» Reading passage
■ ■ ■ ■
- Country: Spain
- Governing body: Spanish Lacrosse Association
- National teams: Men's national team Women's national team

International competitions
- World Lacrosse Championship Women's Lacrosse World Cup

= Lacrosse in Spain =

Lacrosse in Spain has its origins in the 2000s in Madrid. It is currently governed by the Spanish Lacrosse Association.

==Spanish Lacrosse Association==

The Spanish Lacrosse Association (in Spanish: Asociación Española de Lacrosse) is the official governing body of lacrosse in Spain and is a member of the Federation of International Lacrosse and the European Lacrosse Federation. It was founded to develop and promote lacrosse within Spain.

It conducts the men's and the women's teams.

==Club tournaments==
===LEL===
The Liga Española de Lacrosse is the main lacrosse competition in Spain. Until 2013, it was usual that teams without enough players played combined. Since 2014, a new league format was approved dividing teams into LEL and LEL2, joining the LEL only the teams that have at least ten players.
■ ■ ■ ■
» Set tasks
1. Answer these questions using the article on lacrosse in Spain:
(a) In which city and which decade did lacrosse in Spain begin?
(b) Which two international bodies count the Spanish Lacrosse Association as a member?
(c) Under the league format adopted in 2014, what is the minimum number of players a team needs to join the LEL?
2. Extend the article on lacrosse in Spain, picking up after its final sentence.
■ ■ ■ ■
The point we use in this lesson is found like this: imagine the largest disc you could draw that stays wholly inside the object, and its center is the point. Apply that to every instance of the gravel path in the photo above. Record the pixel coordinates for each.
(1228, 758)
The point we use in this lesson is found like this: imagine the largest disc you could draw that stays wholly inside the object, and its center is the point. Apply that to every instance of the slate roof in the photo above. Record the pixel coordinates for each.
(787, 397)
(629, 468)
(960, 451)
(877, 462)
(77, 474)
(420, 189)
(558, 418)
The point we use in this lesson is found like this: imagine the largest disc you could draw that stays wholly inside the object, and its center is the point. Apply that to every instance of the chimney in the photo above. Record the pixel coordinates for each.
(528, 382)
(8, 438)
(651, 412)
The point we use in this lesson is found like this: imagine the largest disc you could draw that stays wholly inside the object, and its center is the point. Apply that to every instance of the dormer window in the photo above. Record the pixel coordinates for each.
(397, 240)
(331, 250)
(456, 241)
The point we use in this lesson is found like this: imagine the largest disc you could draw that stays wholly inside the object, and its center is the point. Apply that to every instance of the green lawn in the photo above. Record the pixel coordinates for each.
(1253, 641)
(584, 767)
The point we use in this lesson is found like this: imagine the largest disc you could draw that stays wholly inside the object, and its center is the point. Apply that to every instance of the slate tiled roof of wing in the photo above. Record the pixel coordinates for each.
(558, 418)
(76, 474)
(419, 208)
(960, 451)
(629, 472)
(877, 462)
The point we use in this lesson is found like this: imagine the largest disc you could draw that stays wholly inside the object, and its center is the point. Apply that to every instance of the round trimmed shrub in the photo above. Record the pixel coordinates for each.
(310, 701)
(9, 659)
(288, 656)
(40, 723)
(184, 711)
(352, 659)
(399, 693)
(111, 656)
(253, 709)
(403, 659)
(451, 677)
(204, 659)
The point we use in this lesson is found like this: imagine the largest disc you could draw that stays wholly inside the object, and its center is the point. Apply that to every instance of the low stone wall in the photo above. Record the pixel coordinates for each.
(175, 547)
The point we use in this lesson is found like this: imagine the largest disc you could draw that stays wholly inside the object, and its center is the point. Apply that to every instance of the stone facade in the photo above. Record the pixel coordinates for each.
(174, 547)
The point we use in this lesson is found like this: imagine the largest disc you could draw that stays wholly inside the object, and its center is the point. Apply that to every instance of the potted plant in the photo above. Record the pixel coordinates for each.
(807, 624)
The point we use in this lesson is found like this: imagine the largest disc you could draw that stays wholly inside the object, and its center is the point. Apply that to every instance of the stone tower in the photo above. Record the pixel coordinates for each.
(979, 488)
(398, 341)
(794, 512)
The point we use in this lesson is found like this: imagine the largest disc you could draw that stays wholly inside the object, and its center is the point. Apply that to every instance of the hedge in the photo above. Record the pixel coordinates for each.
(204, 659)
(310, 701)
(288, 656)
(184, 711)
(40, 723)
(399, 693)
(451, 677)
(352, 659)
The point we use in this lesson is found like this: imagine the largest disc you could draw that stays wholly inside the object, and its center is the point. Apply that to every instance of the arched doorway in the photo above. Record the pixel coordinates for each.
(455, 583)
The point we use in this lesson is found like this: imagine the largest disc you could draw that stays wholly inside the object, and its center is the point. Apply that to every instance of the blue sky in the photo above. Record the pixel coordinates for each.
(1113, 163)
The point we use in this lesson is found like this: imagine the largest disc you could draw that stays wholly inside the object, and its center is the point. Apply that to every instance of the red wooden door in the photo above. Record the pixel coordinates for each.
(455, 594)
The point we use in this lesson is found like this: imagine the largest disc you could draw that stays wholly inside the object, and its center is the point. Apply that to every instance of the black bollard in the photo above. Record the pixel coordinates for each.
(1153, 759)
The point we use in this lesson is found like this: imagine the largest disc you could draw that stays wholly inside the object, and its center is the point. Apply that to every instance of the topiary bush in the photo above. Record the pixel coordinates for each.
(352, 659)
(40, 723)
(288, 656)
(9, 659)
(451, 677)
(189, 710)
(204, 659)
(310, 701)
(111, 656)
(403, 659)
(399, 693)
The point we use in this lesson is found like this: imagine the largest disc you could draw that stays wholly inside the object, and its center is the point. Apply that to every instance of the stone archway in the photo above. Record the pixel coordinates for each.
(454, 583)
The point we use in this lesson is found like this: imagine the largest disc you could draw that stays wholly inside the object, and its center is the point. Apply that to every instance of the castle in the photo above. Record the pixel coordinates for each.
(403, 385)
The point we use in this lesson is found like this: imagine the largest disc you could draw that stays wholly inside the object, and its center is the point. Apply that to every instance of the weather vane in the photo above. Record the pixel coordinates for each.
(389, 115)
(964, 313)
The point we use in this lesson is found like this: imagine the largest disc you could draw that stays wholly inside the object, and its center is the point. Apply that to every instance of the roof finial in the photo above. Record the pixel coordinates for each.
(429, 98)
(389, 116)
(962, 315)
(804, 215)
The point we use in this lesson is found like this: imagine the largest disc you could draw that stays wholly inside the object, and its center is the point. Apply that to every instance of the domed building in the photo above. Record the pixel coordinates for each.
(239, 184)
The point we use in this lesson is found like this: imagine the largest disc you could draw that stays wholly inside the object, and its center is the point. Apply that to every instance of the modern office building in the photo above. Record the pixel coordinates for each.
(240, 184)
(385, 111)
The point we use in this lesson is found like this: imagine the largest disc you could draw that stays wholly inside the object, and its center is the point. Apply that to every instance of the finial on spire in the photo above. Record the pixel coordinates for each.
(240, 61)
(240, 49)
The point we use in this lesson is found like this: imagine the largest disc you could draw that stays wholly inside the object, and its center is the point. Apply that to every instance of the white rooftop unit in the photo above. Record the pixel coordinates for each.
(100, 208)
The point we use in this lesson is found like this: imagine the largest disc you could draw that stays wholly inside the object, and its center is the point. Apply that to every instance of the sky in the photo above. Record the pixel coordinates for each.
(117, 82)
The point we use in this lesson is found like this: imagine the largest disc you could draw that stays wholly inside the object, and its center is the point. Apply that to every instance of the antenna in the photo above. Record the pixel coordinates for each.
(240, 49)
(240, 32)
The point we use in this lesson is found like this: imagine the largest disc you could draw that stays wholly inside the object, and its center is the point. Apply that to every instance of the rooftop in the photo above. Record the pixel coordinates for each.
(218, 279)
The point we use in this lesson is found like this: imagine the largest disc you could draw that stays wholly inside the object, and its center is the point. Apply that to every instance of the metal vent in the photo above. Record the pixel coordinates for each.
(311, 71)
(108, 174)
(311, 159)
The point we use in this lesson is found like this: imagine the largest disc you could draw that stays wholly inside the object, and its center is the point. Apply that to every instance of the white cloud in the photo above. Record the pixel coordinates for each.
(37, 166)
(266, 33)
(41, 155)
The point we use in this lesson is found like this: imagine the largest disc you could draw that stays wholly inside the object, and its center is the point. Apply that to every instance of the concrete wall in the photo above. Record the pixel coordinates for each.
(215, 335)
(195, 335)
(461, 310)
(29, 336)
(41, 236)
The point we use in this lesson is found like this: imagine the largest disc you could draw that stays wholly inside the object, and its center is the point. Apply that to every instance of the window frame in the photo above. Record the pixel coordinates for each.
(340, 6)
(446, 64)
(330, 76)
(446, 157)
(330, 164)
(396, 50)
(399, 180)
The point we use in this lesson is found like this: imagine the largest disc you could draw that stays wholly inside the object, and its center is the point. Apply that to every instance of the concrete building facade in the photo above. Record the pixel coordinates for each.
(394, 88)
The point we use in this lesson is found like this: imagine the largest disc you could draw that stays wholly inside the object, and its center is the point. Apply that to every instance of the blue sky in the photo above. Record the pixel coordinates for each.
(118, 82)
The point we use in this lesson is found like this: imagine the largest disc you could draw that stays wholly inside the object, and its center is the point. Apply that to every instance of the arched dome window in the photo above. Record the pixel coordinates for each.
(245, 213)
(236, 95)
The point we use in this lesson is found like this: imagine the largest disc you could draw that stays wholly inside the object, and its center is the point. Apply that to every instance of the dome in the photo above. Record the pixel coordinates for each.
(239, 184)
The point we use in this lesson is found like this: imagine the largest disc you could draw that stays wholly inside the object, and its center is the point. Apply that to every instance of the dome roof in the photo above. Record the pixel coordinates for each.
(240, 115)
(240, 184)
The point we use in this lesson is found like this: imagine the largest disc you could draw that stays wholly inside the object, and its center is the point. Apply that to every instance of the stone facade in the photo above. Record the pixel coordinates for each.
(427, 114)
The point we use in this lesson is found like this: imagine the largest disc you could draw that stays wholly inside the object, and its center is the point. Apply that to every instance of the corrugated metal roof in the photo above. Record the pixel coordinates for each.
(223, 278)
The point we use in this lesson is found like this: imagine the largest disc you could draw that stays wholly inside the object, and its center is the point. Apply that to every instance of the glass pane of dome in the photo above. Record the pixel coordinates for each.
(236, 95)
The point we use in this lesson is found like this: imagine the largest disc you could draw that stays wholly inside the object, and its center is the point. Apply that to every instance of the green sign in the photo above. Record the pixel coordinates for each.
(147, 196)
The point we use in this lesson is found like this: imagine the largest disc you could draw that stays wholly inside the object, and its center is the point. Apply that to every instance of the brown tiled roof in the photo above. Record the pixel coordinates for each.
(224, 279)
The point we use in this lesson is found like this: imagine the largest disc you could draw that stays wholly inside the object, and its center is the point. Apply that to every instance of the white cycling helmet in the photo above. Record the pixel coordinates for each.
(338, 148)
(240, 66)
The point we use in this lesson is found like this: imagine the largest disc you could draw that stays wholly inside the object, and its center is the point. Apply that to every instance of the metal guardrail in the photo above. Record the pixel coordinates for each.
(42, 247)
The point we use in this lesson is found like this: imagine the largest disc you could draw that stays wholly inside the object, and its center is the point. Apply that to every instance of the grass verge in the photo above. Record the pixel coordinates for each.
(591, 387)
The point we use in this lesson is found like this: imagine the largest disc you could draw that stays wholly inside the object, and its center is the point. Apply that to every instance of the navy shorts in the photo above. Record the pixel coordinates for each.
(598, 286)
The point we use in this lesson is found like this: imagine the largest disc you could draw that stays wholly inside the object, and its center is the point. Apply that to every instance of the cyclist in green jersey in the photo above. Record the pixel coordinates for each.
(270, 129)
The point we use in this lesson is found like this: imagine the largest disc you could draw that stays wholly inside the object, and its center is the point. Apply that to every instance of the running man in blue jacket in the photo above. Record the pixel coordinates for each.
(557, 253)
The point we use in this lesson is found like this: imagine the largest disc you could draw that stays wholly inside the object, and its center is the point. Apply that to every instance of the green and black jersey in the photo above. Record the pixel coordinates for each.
■ ■ ■ ■
» Results
1.
(a) Madrid, in the 2000s.
(b) The Federation of International Lacrosse and the European Lacrosse Federation.
(c) At least ten players.

2.
In 2011, the league changed its name to Liga Ibérica de Lacrosse as Portuguese team ACM Coimbra participated in two stages of the league.

| Season | Champion | Runner-up | Third |
|---|---|---|---|
| 2009–10 | Madrid Lacrosse | UEM Lacrosse | Sevilla+Barcelona |
| 2010–11 | UEM Lacrosse | Sevilla Lacrosse | Chamberí Lacrosse |
| 2012–13 | Madrid Lacrosse | UC3M | UH Gijón |
| 2014 | Madrid Lacrosse | UH Gijón | Montes Lacrosse |
| 2015 | Madrid Lacrosse | UH Gijón | Montes Lacrosse |
| 2016 | Madrid Lacrosse | Sevilla Lacrosse | Barcelona Bandits |
| 2016–17 | Madrid Lacrosse | Sevilla Lacrosse | Barcelona Dracs |

===LEL 2===
The Liga Española de Lacrosse 2 was created in 2014 and is the second tier of the Spanish lacrosse league system. It is played in a 5x5 format between the reserve teams of LEL and teams that have few players.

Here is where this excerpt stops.